**EXERCISE TASK**
Pull out every line of the records that contains the word "head", and copy each one in full. Case counts, so match the capitalization exactly.

Image entries about named regions:
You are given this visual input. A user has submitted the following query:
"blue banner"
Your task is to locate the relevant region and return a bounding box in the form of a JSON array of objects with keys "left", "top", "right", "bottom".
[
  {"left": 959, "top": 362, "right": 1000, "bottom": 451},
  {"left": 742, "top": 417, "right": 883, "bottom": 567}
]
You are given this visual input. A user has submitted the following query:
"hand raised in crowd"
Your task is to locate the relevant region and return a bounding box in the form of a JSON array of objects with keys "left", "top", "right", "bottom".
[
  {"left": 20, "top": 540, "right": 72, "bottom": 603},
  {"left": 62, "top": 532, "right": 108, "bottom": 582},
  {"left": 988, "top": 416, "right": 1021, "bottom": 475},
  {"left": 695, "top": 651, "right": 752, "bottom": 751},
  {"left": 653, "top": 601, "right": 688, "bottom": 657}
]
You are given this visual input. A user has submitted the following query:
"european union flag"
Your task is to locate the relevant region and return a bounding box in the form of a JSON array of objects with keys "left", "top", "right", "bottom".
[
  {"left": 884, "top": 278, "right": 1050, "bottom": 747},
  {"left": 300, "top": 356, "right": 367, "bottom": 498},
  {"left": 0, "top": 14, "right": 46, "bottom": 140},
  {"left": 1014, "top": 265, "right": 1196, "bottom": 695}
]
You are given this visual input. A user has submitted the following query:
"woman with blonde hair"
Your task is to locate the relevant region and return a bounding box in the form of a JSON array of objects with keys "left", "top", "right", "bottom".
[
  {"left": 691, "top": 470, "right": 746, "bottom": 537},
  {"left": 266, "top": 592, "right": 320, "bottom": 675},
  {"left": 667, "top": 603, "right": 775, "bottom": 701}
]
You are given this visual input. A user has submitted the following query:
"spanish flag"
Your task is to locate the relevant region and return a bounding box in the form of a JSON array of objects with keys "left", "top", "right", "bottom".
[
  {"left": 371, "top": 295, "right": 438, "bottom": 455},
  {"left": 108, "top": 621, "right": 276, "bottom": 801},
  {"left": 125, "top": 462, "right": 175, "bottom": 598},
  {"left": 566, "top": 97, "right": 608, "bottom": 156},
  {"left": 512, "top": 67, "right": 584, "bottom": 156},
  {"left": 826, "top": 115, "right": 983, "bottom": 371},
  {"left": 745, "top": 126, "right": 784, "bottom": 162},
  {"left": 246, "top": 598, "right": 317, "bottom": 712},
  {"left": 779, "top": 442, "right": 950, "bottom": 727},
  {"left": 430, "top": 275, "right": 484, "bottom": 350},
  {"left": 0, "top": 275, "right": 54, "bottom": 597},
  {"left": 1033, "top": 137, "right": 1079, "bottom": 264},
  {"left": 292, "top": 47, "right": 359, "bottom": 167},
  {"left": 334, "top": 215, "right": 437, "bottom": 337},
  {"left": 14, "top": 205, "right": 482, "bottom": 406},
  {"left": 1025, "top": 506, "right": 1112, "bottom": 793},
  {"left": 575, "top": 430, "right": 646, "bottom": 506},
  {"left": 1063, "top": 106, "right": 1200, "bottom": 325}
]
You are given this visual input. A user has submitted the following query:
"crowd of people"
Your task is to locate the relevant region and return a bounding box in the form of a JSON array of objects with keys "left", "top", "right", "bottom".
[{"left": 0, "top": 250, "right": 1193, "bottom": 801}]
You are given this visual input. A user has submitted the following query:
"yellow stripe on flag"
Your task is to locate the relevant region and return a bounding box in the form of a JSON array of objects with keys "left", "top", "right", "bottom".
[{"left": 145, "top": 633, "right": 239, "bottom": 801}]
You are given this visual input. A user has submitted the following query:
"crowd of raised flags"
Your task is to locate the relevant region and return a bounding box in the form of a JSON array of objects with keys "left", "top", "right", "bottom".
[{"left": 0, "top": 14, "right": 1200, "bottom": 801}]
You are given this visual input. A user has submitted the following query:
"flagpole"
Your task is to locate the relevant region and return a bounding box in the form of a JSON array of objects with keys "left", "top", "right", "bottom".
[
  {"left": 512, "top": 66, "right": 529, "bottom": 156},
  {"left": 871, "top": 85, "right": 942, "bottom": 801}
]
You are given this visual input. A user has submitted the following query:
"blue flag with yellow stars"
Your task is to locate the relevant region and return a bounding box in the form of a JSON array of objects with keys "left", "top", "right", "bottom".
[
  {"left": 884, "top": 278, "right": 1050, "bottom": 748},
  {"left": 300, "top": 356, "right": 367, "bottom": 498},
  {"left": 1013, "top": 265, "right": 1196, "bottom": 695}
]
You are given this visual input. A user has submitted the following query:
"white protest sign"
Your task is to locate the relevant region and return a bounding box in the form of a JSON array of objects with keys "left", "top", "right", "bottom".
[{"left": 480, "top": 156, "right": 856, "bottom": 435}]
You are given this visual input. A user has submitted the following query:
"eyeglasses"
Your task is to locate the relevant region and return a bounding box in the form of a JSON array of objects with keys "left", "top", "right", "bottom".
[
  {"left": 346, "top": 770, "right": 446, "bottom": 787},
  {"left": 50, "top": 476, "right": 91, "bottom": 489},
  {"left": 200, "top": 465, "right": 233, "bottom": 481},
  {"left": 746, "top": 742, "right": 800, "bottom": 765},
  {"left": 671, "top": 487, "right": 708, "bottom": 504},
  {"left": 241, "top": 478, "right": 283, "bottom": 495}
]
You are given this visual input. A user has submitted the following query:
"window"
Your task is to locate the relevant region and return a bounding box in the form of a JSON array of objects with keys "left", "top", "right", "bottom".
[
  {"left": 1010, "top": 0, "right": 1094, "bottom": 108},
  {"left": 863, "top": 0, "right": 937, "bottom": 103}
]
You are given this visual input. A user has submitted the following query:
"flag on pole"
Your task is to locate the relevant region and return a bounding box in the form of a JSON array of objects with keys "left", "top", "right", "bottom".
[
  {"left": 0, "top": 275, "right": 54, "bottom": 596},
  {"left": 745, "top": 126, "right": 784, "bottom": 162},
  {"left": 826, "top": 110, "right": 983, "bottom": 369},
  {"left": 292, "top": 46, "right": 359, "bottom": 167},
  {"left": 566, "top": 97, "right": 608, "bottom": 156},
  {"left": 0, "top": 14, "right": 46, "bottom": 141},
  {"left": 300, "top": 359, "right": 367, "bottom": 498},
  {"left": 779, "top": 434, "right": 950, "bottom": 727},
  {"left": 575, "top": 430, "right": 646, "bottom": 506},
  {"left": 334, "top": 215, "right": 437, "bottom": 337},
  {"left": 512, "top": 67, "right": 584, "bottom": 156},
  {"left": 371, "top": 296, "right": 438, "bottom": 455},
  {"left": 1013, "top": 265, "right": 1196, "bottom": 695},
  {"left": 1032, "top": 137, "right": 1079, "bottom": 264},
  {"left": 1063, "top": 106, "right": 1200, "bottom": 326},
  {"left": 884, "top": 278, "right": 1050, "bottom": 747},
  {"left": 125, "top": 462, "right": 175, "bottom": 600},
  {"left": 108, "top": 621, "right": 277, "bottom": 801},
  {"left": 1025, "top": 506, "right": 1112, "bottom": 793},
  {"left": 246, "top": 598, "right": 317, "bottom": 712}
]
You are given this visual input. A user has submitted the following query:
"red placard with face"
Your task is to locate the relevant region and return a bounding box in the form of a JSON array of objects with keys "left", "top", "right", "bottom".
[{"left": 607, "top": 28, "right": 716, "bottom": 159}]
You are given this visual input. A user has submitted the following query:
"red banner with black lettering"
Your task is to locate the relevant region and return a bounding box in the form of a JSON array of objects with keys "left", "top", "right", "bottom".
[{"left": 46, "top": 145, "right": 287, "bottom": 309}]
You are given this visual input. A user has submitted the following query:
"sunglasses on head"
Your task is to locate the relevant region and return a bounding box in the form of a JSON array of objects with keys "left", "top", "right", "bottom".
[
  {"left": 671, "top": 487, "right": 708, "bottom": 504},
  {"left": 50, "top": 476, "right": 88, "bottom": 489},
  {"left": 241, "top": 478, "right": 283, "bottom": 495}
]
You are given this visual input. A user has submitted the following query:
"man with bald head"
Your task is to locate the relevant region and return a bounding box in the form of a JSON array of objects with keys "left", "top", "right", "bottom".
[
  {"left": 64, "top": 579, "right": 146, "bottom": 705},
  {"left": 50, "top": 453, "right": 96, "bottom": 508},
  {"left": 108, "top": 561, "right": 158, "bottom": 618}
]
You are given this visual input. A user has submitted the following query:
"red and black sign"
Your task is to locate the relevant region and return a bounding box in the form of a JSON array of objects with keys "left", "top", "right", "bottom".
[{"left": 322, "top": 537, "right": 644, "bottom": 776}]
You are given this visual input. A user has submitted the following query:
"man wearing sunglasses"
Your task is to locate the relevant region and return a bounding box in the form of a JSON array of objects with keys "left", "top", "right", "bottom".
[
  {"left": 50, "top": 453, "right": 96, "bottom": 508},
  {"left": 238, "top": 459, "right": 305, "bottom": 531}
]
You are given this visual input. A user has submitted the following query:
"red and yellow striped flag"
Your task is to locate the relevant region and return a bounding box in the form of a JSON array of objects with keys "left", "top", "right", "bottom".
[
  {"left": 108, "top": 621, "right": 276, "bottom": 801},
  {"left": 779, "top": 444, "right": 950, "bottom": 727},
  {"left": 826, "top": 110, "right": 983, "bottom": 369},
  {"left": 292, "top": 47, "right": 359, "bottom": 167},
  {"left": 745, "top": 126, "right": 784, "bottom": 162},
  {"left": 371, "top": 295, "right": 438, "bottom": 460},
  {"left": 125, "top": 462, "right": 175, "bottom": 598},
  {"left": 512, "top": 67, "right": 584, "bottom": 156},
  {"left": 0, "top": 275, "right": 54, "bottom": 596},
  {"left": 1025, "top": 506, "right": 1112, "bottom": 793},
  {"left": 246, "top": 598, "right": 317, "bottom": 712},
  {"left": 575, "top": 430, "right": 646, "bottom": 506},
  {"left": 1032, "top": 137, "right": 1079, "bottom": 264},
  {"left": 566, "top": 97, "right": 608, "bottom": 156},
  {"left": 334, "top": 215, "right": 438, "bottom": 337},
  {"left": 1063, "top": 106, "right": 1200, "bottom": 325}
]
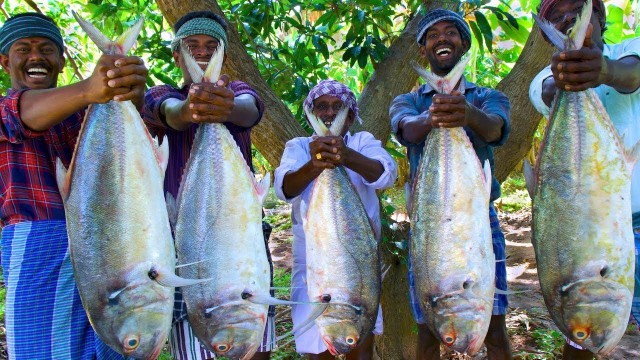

**OUTPUT**
"sunglasses on head"
"man with bald head"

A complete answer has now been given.